ASSIGNED TASK
Please copy each line of the records below that holds the word "seat".

EXTRACTED ENTRIES
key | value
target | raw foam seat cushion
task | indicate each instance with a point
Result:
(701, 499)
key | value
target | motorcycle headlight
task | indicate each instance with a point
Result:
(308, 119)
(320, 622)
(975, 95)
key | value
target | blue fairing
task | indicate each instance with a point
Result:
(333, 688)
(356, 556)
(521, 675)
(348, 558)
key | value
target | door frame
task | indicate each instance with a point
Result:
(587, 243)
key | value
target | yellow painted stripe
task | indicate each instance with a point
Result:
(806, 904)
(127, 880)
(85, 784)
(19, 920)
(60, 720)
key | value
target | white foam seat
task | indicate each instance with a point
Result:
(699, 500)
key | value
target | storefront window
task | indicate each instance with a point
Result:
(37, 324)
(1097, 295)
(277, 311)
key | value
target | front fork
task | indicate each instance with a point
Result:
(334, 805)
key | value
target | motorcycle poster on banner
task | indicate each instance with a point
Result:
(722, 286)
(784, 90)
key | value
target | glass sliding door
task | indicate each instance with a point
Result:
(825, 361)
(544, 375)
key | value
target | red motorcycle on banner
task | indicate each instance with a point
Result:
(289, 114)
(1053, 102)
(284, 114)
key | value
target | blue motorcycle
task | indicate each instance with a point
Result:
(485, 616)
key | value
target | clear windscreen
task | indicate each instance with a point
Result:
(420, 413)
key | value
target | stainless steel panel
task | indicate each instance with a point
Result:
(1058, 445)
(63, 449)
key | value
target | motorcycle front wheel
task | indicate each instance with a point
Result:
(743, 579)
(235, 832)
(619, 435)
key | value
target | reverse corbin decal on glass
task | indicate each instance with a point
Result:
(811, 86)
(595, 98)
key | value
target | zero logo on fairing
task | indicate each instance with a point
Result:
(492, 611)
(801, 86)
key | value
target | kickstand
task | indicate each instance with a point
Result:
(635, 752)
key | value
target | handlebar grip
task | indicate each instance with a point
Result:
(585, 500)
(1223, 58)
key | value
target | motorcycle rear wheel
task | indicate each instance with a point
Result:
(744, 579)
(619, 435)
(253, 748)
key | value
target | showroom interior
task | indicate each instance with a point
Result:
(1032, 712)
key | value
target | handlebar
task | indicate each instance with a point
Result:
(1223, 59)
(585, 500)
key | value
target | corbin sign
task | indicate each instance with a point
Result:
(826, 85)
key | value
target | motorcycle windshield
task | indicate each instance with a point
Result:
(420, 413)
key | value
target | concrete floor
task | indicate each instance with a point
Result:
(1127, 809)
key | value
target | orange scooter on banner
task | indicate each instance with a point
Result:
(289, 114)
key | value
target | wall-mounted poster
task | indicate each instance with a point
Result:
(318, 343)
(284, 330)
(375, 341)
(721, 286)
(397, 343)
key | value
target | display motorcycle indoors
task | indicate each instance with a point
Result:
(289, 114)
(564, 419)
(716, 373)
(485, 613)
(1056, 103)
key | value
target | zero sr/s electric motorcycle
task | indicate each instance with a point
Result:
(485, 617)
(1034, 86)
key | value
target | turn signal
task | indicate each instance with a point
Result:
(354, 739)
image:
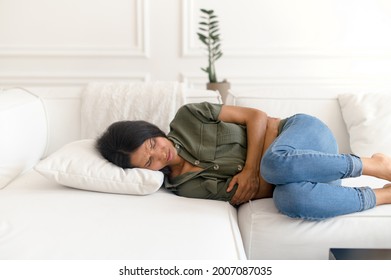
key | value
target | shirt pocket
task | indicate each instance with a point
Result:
(210, 185)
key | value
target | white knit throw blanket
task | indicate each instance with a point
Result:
(105, 103)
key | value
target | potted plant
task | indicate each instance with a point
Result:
(210, 37)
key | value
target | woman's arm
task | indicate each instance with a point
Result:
(248, 179)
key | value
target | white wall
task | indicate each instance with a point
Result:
(55, 47)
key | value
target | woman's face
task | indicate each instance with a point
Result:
(155, 154)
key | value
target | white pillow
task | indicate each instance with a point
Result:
(368, 120)
(79, 165)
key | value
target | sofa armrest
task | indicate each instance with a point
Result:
(23, 130)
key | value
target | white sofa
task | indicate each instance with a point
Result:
(41, 219)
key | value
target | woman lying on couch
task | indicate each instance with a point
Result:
(237, 154)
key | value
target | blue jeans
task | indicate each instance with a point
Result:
(304, 164)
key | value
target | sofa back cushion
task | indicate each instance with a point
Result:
(23, 130)
(284, 103)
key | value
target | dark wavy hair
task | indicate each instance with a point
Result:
(124, 137)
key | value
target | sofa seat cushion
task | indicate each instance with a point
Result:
(268, 234)
(40, 219)
(23, 130)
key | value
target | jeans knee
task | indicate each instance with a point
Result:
(275, 168)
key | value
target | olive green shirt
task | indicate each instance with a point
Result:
(219, 148)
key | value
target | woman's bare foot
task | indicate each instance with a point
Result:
(379, 165)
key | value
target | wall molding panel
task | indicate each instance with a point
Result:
(140, 47)
(192, 48)
(245, 82)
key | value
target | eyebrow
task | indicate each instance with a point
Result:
(149, 158)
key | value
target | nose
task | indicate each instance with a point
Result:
(158, 154)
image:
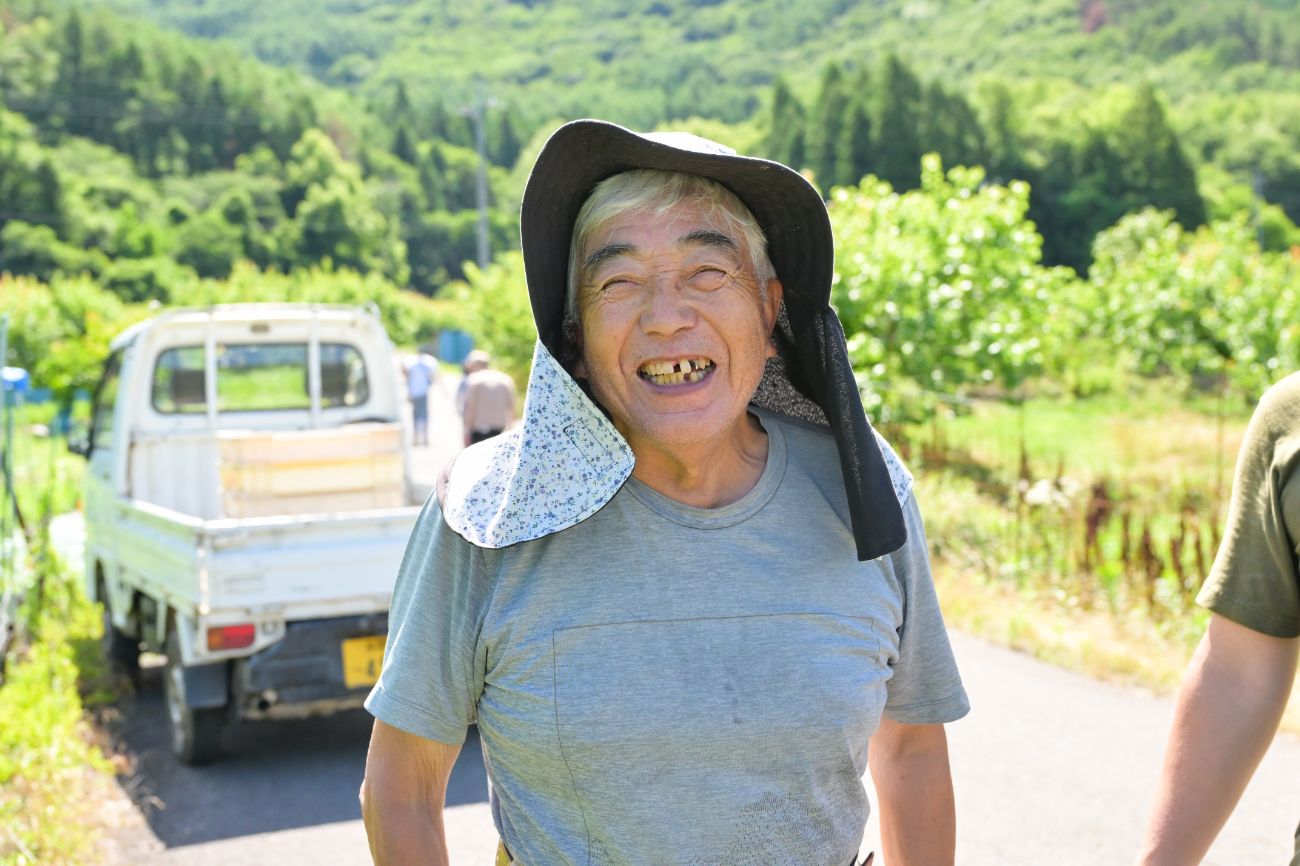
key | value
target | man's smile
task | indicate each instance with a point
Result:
(676, 372)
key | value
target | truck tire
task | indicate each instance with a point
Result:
(195, 732)
(121, 650)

OUTPUT
target | raw foam seat cushion
target | white foam seat
target | sofa seat cushion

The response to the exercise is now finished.